(Entries taken from a collection)
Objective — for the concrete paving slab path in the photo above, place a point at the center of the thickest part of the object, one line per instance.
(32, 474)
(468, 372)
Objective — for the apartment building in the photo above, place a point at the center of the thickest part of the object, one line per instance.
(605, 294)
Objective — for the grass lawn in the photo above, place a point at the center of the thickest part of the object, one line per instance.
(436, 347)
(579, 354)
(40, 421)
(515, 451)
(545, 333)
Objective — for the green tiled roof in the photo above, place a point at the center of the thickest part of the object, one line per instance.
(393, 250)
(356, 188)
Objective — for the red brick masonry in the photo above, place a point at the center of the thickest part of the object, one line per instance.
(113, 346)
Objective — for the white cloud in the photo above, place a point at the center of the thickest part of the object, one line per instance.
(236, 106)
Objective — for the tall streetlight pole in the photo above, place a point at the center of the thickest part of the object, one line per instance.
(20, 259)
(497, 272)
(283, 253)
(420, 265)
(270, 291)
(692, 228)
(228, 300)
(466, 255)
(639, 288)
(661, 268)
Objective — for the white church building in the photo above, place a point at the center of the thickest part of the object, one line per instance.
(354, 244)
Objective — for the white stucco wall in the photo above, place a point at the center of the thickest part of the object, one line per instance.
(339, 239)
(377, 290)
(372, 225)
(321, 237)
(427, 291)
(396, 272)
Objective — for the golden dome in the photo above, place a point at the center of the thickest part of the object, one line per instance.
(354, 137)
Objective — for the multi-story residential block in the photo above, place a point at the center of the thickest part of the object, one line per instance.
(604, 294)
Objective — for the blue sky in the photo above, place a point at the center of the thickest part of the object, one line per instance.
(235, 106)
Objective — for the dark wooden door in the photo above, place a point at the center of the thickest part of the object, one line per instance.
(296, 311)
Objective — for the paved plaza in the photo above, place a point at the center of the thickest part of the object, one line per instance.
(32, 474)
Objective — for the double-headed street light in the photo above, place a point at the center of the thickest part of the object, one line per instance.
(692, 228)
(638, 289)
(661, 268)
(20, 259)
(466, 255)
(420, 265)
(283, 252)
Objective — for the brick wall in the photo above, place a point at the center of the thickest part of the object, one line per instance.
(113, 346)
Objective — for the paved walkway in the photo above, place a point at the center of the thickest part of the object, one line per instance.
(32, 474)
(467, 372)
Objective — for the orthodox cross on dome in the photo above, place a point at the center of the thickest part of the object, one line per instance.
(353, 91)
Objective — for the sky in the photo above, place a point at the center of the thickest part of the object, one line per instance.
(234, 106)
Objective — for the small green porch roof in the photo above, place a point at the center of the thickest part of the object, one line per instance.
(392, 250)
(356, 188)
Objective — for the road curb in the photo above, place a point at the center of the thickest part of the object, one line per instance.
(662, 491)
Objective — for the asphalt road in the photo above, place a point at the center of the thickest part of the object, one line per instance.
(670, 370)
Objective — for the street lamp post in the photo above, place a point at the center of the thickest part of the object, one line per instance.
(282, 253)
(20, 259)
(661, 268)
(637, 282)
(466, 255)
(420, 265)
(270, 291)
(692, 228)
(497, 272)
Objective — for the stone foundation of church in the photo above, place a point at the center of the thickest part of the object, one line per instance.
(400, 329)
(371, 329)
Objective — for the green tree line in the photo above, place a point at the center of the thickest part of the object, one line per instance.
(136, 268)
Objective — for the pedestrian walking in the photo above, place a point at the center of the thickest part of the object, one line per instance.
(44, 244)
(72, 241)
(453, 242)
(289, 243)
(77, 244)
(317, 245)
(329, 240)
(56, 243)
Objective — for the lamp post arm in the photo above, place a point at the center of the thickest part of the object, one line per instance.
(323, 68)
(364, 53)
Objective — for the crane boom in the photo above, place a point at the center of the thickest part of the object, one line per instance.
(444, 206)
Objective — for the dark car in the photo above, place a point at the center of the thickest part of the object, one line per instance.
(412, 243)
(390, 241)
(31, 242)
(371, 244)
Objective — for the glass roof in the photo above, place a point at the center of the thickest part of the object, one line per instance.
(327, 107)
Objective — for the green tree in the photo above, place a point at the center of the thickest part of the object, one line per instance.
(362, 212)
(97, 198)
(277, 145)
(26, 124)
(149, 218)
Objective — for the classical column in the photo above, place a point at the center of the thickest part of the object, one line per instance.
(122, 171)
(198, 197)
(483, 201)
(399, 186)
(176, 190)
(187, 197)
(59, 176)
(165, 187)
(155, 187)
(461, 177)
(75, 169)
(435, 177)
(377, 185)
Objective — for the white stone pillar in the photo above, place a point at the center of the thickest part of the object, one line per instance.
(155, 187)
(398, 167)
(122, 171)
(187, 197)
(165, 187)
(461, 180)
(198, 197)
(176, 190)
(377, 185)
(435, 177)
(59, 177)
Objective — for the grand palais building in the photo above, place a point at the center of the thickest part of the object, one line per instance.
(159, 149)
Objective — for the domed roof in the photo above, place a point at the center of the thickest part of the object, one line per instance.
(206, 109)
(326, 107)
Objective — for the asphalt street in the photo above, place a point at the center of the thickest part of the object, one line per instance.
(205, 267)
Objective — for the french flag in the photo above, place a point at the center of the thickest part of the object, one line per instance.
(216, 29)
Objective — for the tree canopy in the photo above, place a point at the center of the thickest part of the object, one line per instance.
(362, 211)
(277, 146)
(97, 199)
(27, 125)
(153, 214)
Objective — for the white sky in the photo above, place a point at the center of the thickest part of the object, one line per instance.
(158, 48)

● Short problem
Rewrite all the rows above with "thickest part" changed to "widest part", keeping everything else the same.

● Response to this exercise
Objective — for the concrete paving slab path in the photo above, place a point at the center of the widest part of the object, one line per instance.
(32, 474)
(468, 372)
Objective — for the apartment building in the photo above, place a point at the center of the widest part of the object, one line per instance.
(605, 294)
Objective — for the grass lawn in the photo above, place a point at the center of the widest part of the object, one line per instance.
(436, 347)
(579, 354)
(40, 421)
(515, 451)
(545, 333)
Objective — for the green tiled roof in the photo above, place a point at the center of the widest part of the object, one line per instance.
(393, 250)
(356, 188)
Objective — for the red brick masonry in the photo above, place a point at the center of the widest part of the object, one line per instance.
(113, 346)
Objective — for the white cloud in the photo above, place a point at the center of the widest part of the object, one line per instance.
(236, 106)
Objective — for the tall streetlight pole in the photo above, place a point at the center of the widest part of the object, one line per instance.
(20, 259)
(497, 272)
(283, 253)
(420, 265)
(270, 291)
(692, 228)
(228, 300)
(466, 255)
(639, 288)
(661, 268)
Objective — for the white church building in the photo above, place a point at the center of the widest part of the object, one line per instance.
(354, 244)
Objective — for the white stucco wall in the photo above, place a point at the center of the widest part of the object, one line per instance.
(339, 239)
(377, 290)
(372, 225)
(321, 237)
(427, 291)
(396, 272)
Objective — for the golden dome in the photo above, place a point at the center of the widest part of the object, one line per instance.
(354, 137)
Objective — for the multi-story residential block in the photo above, place a point at the center of the widest part of the object, one line per instance.
(604, 294)
Objective — for the blue sky in the photo above, place a point at the center of the widest part of the object, one line per instance.
(235, 106)
Objective — for the dark wooden door in the photo above, place a point at the center of the widest part of the object, one line per instance.
(296, 311)
Objective — for the paved plaza in the photo above, place a point at the center of the widest part of the object, one line per instance.
(32, 474)
Objective — for the double-headed street light in the photo above, place a point at the center of the widest part of the object, one line per instance.
(692, 228)
(638, 289)
(661, 268)
(20, 259)
(466, 255)
(420, 265)
(283, 252)
Objective — for the brick wall in the photo above, place a point at the center of the widest part of the object, one line per instance.
(113, 346)
Objective — for the paved walkway in the photo above, place a point at the center of the widest part of the object, one line per instance.
(32, 474)
(467, 372)
Objective — for the orthodox cross on dome in the photo above, place a point at the center of the widest part of the object, one line per instance.
(353, 91)
Objective — for the sky in the photo above, place a point at the center of the widest part of the object, one line per instance.
(234, 106)
Objective — for the small green porch roof in the photo above, place a point at the center of the widest part of the object, one line per instance.
(392, 250)
(356, 188)
Objective — for the road curb in the photo above, place a point at the center of the widest part of the object, one line per instance.
(662, 491)
Objective — for the asphalt road in the photo above, place a point at the center of the widest part of the object, one line per instance.
(670, 370)
Objective — for the street lamp post in the photo above, place a point at the center of the widest part of the object, one line per instance.
(282, 253)
(20, 259)
(661, 268)
(637, 282)
(466, 255)
(420, 265)
(270, 291)
(692, 228)
(497, 272)
Objective — for the stone foundation of church in the photo above, place a point at the center of the widest part of the object, one line per instance.
(400, 329)
(371, 329)
Objective — for the green tree line in the photo above, place a point at the center of the widest part of the object, one line per instance.
(136, 268)
Objective — for the pedestrian walking in the photo above, place a point at the center of the widest part of the object, one line per instance.
(44, 244)
(72, 241)
(453, 242)
(289, 243)
(77, 244)
(317, 245)
(329, 240)
(56, 243)
Objective — for the lamp post arm in the photo above, place a point at the center of the widest part of the object, one line per instance.
(323, 68)
(364, 53)
Objective — for the crane boom in the photo above, place a point at the center of the widest part of the object, one line per instance.
(444, 206)
Objective — for the dark car in the photo above, place a point at the center of the widest part of the object, one line per instance.
(412, 243)
(390, 241)
(31, 242)
(371, 244)
Objective — for the glass roof in the photo above, place a point at the center of the widest part of the object, one line per instance.
(327, 107)
Objective — for the green tree in the photo above, place a point at the center of the widest part of the object, one line per instance.
(362, 212)
(97, 198)
(277, 145)
(26, 124)
(149, 218)
Objective — for the classical column in the photo above, place a point at the center of the widest part of the object, one line per instance.
(122, 171)
(198, 197)
(483, 201)
(399, 186)
(176, 190)
(187, 197)
(59, 176)
(165, 187)
(155, 187)
(461, 177)
(75, 169)
(435, 177)
(377, 185)
Objective — for the white stone pillar in the photo above, place a point at the center of the widest part of the object, one line per instance.
(155, 187)
(398, 167)
(122, 171)
(187, 197)
(165, 187)
(461, 180)
(198, 197)
(176, 190)
(377, 185)
(435, 177)
(59, 177)
Objective — for the grand palais building in the photo above, place a point at the center of the widest part of the object, one line per instance.
(159, 149)
Objective — for the domed roof in the photo above, place a point at the center of the widest part of the object, one line per instance.
(206, 109)
(326, 107)
Objective — for the asphalt street in the photo above, place a point at the center of the widest part of the object, one line per instance.
(205, 267)
Objective — for the french flag in the photo above, place a point at the center of the widest part of the object, one line per instance.
(216, 29)
Objective — for the tree canopy in the photo above, place a point at the center of the widest part of the object, one line per instance.
(362, 211)
(277, 146)
(97, 199)
(27, 125)
(153, 214)
Objective — for the white sky in the photo above, place a point at the center of the widest part of the object, one line per instance.
(158, 48)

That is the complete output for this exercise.